§ Given instruction A: In the article on Ms Kaye, at about what age did she start running seriously?
§ Given instruction B: In the article on Ms Kaye, reproduce the passage starting with "Ms Kaye recalled" and going on through "running’,’’ she said with a laugh.", renaming "dinner" as "lunch" throughout.

§ Supplied text:
========
To use her words, she ‘‘hated running’’.
So it comes as a surprise that the Run Ballarat ambassador is now one of our region’s best long distance runners.
Now 28, it was only last year that Ms Kaye shocked herself, and everyone else, by winning the Great Ocean Road Marathon.
‘‘It was crazy. I still can’t really believe that I won it,’’ the bubbly personal trainer said.
‘‘I literally never even thought about winning it. I may have said something about a possible top 10, but even that seemed like a bit of a dream.’’
Laughing when asked about the seasoned marathon runner she beat, Magda Karimali-Poulos, Ms
Kaye said it wasn’t until about the halfway mark that she realised she was coming second.
‘‘This guy kept saying to me ‘oh, there she is, there she is’.
‘‘And I’m saying, ‘Who? What are you talking about?’ . . . and then he says ‘you’re coming second’,’’ she said with a laugh.
‘‘I was like, ‘What? You’re joking’.’’
She went on to win the event in convincing fashion, taking out the marathon category in two hours, 58 minutes and 19 seconds and the 45-kilometre category in three hours, eight minutes and 44 seconds.
Proving it was no fluke, Ms Kaye placed fifth in last Sunday’s Melbourne Marathon, an event renowned as one of the toughest.
It was an unbelievable feat from the personal trainer, who didn’t start running seriously until the age of about 23.
Ms Kaye recalled a conversation she had with fellow Run Ballarat Ambassador and Australian running legend Steve Moneghetti in the lead-up to her Great Ocean Road win.
‘‘I saw him at a dinner before the Great Ocean Road and just asked him how I should expect to go, having ran the Melbourne Marathon the year before,’’ she said.
‘‘And he said to add on about 20 minutes. I thought ’yeah that makes sense because it’s so hilly and stuff’.’’
She went on to run a personal best, 10 minutes faster than her 2012 Melbourne Marathon result.
‘‘I caught up with him (Steve) after and he was like, ‘I’m sorry, I didn’t realise you were actually any good at running’,’’ she said with a laugh.
‘‘And I said, ‘Well I’m not, something just happened . . . ’’ Moneghetti remembers the same conversation.
‘‘It was very funny,’’ he said.
========
§ Dataset extract:
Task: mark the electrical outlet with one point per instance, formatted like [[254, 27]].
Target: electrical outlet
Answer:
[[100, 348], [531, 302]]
========
§ Written answer A: About 23.

§ Written answer B:
Ms Kaye recalled a conversation she had with fellow Run Ballarat Ambassador and Australian running legend Steve Moneghetti in the lead-up to her Great Ocean Road win.
‘‘I saw him at a lunch before the Great Ocean Road and just asked him how I should expect to go, having ran the Melbourne Marathon the year before,’’ she said.
‘‘And he said to add on about 20 minutes. I thought ’yeah that makes sense because it’s so hilly and stuff’.’’
She went on to run a personal best, 10 minutes faster than her 2012 Melbourne Marathon result.
‘‘I caught up with him (Steve) after and he was like, ‘I’m sorry, I didn’t realise you were actually any good at running’,’’ she said with a laugh.